=== TEXT SHOWN ===

Confessions of a Microsoft Mac User

September 23rd, 2008 § 7 comments

There are several like me at Microsoft. Some more extreme, some less, and there are also those there that would like to hang me for my transgressions. (right Scott?) The truth remains that I work at as an Engineer at Microsoft and most of my home computing is done on a Mac.

Of course I am not all Mac. I have two Vista PCs that I use regularly and I have no dislike or hard feelings towards them at all. The reality is that several of my personal hobbies happen to lend themselves to the Mac easily. Of course they can be done on the PC, but I prefer to do them on the Mac.

Now let me be clear on one point, Video, Audio and Photography can be done and done quite well on the PC, often with the same software from the same companies (Protools, Adobe Premiere, Photoshop, etc) But I have just gotten used to doing them on Mac, and long before I ever came to Microsoft.

That being said, there are some things I just don’t do on a Mac. Application and Web Development are two things I have yet to get comfortable with on my Macs.

So what is it exactly that brought me to the Mac and what has kept me there? Protools is the software that led me there. Digidesign’s digital audio application is dual platform, and when I finally dropped the cash for the audio interface and software, Windows 98 is what I was running it on. I purchased a Dell Precision workstation around the year 2000 with dual monitors and as much ram as I could get at the time, about 1GB I think, and about 40GB of hard drive space. It was a beast of a machine and it was optimized and dedicated to running Protools..

The problem was that the computer just didn’t run it very well. I had issues with pops and clicks, sometimes tracks stuttered while recording and it just wasn’t stable. After a few months of toiling away, getting more and more frustrated with it, I decided to give Mac a shot and got what I think was around an 866Mhz G4 PowerMac.

Protools installed quickly and I was up and recording flawlessly from the start. Now this isn’t always the most practical approach both economically and realistically. Most people use their computers for more than one thing.

=== PROVIDED INFORMATION ===

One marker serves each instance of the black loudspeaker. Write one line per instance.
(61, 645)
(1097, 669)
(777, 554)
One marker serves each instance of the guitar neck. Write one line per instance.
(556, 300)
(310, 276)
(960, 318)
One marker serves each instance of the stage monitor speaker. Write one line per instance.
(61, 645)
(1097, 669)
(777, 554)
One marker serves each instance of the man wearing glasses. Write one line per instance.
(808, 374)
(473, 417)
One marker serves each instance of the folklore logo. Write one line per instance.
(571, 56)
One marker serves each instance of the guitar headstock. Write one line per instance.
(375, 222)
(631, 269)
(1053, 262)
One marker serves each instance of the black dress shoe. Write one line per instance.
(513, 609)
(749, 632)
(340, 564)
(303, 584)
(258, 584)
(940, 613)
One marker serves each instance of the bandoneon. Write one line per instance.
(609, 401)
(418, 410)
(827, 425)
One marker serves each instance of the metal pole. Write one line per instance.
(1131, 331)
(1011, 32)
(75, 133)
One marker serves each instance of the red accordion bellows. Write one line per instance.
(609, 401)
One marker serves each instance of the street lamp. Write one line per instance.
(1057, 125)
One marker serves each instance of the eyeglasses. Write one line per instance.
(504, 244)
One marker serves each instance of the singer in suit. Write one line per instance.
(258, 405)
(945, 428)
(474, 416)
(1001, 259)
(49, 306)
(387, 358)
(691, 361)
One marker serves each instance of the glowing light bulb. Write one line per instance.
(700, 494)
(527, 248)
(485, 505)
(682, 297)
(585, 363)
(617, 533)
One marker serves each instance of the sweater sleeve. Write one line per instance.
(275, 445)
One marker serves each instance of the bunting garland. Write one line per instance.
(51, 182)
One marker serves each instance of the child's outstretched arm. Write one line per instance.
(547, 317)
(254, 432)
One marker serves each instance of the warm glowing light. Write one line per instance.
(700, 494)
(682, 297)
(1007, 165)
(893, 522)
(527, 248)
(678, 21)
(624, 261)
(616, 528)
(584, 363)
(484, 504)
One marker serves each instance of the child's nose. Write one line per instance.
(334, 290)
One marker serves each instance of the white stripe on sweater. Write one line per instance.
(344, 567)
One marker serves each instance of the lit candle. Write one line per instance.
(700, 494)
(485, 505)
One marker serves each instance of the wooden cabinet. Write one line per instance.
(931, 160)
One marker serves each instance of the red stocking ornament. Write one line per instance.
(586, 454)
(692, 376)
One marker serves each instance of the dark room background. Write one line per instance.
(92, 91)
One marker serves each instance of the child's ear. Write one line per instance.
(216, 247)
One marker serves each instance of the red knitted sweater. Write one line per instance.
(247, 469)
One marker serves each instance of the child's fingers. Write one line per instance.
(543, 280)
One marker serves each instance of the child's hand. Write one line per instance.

===

TASK SET:
A. In the Mac confessions post, rewrite the paragraph beginning "So what is it exactly" as a short bulleted list that keeps its main facts.
B. Answer these questions from the Mac confessions post, one answer per line:
(i) How many Vista PCs does the writer use regularly?
(ii) Which two things has the writer not yet gotten comfortable doing on a Mac?
(iii) What Mac did the writer get after giving up on the PC for recording?
C. Continue the Mac confessions post, starting after its last sentence, "Most people use their computers for more than one thing."

RESULTS OF THE EXERCISE:
A.
- Protools is the software that led the writer to the Mac.
- Digidesign's digital audio application runs on both platforms, and the writer first ran it on Windows 98 after buying the audio interface and software.
- Around 2000, the writer bought a Dell Precision workstation with dual monitors, about 1GB of RAM and about 40GB of hard drive space.
- The machine was powerful, optimized and dedicated to running Protools.

B.
(i) Two.
(ii) Application and Web Development.
(iii) Around an 866Mhz G4 PowerMac.

C.
It’s interesting how much an impression like that lasts on you. It’s really still there, although intelligently I realize that Windows runs some very stable recording systems on Protools, Sonar, Cubase and the like.. I just had a bad experience, switched and never had a reason to switch back.

These days I am still running my studio on a Mac, and it has crept into other parts of my world as well. When the intel switch came I decided it would be a great thing to get the Macbook Pro as my laptop and be able to run both Windows and OS X on it. I have been on the Apple laptop for over a year now and wouldn’t switch back to a PC only for anything. I have Vista installed into Bootcamp and available through VMWare Fusion, and 90% of the time I run it in OS X. Before I switched to the Mac Pro for my studio, it was based on a 24” iMac which I just couldn’t bear to sell, so I kept it. Now that it’s not my audio computer anymore, I use it more than ever.

There are things that I still use PCs for daily. I have a 64-bit Vista Media Center machine that is our iTunes server, storage server and gaming computer. I have a 32-bit Vista computer that I use for work email, work IM, VPN, web design, software development and managing our network and other computers via Windows Live OneCare.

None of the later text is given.